Print, without alteration, the lines that extend from the one holding "sky in this" to the final line of the listing below.

(The data):
Segment Open

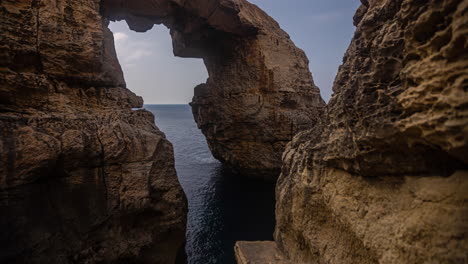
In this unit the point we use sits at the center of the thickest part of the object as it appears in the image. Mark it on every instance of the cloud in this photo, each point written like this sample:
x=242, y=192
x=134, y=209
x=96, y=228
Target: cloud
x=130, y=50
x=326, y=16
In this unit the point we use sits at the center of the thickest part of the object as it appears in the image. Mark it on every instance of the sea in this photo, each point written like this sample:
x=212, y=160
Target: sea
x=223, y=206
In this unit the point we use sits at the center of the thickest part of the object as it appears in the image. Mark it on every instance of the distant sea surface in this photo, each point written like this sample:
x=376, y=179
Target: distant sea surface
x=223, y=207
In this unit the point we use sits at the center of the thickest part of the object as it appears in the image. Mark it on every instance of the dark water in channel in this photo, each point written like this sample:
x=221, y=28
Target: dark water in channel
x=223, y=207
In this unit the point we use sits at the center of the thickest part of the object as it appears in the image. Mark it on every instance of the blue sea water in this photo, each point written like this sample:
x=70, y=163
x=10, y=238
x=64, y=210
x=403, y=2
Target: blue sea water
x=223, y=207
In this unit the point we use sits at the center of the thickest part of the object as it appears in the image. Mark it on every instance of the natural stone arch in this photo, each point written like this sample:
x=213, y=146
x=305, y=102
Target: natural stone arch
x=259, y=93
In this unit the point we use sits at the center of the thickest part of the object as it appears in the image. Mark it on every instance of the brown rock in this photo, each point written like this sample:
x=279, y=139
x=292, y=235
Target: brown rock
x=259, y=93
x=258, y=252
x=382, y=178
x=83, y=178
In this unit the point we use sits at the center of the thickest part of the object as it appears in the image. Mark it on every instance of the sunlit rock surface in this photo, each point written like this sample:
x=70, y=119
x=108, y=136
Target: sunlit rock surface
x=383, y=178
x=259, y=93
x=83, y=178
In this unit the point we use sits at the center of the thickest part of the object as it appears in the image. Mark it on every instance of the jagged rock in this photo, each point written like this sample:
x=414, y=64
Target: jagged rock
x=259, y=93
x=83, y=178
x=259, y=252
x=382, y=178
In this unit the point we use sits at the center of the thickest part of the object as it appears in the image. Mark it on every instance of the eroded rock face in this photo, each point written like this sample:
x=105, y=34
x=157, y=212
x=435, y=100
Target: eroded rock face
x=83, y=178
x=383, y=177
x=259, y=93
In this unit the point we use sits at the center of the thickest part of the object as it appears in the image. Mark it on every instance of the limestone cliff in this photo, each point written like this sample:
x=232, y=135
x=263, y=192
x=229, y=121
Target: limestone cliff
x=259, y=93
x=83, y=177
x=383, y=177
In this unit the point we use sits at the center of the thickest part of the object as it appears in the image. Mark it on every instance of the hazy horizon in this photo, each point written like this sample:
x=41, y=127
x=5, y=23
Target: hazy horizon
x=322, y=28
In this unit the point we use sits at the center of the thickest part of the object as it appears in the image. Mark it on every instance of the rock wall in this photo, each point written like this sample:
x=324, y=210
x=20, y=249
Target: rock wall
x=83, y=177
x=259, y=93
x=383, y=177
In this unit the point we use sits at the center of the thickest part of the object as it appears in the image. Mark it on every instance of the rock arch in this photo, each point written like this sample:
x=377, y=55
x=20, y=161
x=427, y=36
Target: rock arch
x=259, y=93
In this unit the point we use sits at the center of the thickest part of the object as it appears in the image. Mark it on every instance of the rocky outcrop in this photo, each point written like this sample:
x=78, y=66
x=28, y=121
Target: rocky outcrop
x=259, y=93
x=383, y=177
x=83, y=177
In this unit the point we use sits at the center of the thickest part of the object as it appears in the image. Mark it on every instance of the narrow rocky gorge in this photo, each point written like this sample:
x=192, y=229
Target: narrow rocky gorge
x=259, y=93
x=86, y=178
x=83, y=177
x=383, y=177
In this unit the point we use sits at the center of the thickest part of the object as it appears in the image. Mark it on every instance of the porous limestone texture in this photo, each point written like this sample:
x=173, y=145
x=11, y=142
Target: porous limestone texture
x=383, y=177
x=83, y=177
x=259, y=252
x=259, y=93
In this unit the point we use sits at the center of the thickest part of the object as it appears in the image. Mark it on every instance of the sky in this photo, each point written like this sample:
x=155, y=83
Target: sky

Segment Closed

(Exercise solution):
In this unit the point we use sits at the center of the thickest part of the object as it appears in the image. Mark it on every instance of the sky in this photo, each point written like this sample:
x=155, y=83
Target: sky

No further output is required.